- _EXCERPT_
Amazon Alexa speaker products.
PHOTO: BestAI Assistant

The workplace chatbots are coming! The workplace chatbots are coming!

OK, well, they’re already here. And in a few years, there will be even more. According to Gartner, by 2021 the daily use of virtual assistants in the workplace will climb to 25 percent. That will be up from less than 2 percent this year. Gartner also identified a workplace chatbot landscape of more than 1,000 vendors, so choosing a workplace chatbot won’t be easy. IT leaders need to determine the capabilities they need from such a platform in the short term and select a vendor on that basis, according to Gartner.

It's not all rosy for chatbots in the workplace. Simon Dance warns in his CMSWire article that "flawed learning models can inadvertently produce search results that are bogged down by content that doesn’t hold much business value." 

He added that enterprises must take note, for example, search engines tend to highlight content that is engaging and holds “viral” value, such as a shared photo of the holiday party. 

Here are some examples of how chatbots are serving enterprises in the digital workplace.

Kore.ai: Knowledge Database Powers Resolutions

Kore.ai's chatbots can be used to answer both technical support and end-user questions. They integrate with a company's knowledge base that includes FAQs, websites and wikis. It leverages bot and user analytics in an attempt to prevent future incidents and automate help desk requests.

- _WORK INSTRUCTION 1_
In the article on workplace chatbots, how many vendors did Gartner identify in the workplace chatbot landscape?
- _WORK INSTRUCTION 2_
Translate this sentence from the article on workplace chatbots into Spanish: "They integrate with a company's knowledge base that includes FAQs, websites and wikis."

- _DATA EXTRACT_
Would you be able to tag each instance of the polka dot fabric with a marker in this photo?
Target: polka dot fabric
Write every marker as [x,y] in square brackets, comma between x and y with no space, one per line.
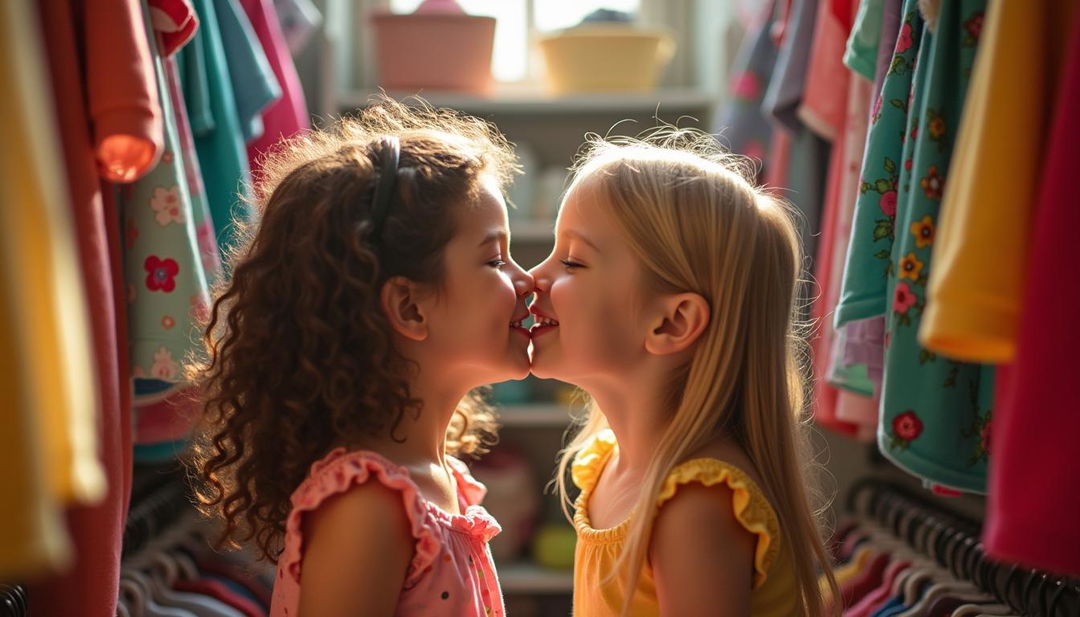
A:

- _ANSWER SPACE 1_
More than 1,000 vendors.

- _ANSWER SPACE 2_
Se integran con la base de conocimientos de una empresa, que incluye preguntas frecuentes, sitios web y wikis.